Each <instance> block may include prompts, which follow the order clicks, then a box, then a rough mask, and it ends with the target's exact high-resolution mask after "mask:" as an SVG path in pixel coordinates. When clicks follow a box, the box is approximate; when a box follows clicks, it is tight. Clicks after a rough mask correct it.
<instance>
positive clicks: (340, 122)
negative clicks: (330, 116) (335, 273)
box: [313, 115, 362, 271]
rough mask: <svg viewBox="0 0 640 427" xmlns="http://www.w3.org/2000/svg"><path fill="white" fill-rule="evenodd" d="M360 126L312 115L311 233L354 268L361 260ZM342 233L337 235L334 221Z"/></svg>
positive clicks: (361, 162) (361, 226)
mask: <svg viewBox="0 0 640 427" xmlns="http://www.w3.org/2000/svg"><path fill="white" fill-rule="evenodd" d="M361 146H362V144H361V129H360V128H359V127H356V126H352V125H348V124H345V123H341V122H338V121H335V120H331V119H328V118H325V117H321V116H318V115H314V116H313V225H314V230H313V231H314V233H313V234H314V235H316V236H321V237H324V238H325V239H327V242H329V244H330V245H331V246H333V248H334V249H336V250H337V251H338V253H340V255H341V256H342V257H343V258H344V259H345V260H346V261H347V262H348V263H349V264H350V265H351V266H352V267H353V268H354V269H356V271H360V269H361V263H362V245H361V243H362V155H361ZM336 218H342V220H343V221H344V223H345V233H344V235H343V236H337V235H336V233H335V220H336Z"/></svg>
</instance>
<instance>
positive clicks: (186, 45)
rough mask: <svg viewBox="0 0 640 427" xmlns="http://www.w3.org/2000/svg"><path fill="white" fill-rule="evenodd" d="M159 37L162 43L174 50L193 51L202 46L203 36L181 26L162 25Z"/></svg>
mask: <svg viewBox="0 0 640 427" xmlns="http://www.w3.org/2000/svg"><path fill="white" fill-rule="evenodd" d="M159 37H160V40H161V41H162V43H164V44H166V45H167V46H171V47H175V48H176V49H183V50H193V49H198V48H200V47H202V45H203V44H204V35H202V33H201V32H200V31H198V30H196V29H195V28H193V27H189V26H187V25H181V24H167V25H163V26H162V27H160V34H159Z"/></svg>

**Aim of the task**
Keeping every character as it is, restate the lines above that run from the line with "positive clicks: (340, 122)" through the line with "126L312 115L311 233L354", both included, and nothing else.

**Solution to this task**
positive clicks: (340, 122)
negative clicks: (330, 116) (335, 273)
box: [313, 115, 362, 271]
rough mask: <svg viewBox="0 0 640 427" xmlns="http://www.w3.org/2000/svg"><path fill="white" fill-rule="evenodd" d="M360 126L312 115L311 233L354 268L361 260ZM342 233L337 235L334 221Z"/></svg>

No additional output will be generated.